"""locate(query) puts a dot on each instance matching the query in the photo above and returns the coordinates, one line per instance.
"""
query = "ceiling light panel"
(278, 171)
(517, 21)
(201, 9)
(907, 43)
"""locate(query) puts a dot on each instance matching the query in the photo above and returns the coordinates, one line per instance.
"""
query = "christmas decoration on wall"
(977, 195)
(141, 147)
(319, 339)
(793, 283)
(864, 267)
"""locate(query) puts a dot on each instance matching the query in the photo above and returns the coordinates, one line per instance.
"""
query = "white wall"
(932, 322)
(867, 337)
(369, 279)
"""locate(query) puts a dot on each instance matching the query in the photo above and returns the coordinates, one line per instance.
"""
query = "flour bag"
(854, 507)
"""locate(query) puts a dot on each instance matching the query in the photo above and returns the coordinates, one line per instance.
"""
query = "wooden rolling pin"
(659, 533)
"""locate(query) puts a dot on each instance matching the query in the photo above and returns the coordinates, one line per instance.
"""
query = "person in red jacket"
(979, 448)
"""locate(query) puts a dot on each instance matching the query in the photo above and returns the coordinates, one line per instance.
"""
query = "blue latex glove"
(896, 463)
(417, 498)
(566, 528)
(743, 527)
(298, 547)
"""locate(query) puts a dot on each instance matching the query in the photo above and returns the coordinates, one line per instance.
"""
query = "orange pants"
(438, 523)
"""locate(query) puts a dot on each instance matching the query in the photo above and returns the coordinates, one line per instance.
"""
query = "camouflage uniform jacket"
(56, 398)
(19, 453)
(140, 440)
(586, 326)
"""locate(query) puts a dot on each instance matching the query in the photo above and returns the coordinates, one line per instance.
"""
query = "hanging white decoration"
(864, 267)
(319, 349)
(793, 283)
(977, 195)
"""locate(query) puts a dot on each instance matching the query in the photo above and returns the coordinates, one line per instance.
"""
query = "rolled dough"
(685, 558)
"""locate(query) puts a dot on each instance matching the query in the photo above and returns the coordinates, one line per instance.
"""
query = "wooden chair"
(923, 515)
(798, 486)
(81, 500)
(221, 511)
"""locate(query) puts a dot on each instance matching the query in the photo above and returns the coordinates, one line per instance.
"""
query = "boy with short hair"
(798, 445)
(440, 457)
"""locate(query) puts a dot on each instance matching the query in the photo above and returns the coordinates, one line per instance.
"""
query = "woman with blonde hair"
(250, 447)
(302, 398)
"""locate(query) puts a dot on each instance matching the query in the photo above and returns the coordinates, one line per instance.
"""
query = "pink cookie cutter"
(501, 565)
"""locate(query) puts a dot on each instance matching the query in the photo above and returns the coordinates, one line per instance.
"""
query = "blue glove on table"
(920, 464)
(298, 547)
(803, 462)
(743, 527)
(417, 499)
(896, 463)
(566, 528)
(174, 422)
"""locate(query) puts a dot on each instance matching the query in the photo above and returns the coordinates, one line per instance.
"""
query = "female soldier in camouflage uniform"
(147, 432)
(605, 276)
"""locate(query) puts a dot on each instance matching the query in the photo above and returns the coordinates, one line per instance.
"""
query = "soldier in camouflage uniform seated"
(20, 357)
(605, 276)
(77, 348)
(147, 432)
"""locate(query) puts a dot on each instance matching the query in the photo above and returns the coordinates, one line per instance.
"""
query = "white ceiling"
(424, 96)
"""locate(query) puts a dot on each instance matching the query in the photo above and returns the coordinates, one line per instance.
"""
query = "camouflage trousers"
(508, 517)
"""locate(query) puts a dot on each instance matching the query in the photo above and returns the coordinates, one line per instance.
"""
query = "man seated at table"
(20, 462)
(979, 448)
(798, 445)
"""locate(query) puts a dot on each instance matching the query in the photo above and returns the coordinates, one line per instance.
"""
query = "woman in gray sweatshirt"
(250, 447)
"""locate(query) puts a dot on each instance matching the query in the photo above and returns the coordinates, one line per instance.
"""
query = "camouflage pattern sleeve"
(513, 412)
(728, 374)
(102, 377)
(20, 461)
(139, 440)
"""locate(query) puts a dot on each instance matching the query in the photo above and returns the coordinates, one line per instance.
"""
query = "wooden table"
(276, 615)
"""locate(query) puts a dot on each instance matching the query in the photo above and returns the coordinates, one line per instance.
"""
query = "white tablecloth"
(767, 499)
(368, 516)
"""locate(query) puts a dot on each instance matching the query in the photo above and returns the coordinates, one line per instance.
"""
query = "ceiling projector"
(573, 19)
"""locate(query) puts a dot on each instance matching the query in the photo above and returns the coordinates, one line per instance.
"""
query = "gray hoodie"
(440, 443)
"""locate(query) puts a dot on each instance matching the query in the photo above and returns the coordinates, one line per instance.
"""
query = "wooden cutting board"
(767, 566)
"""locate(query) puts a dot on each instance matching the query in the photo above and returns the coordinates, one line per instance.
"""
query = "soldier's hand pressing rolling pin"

▬▬▬▬▬▬▬▬▬▬

Count the lines above that contain the word "seated" and give only that number.

2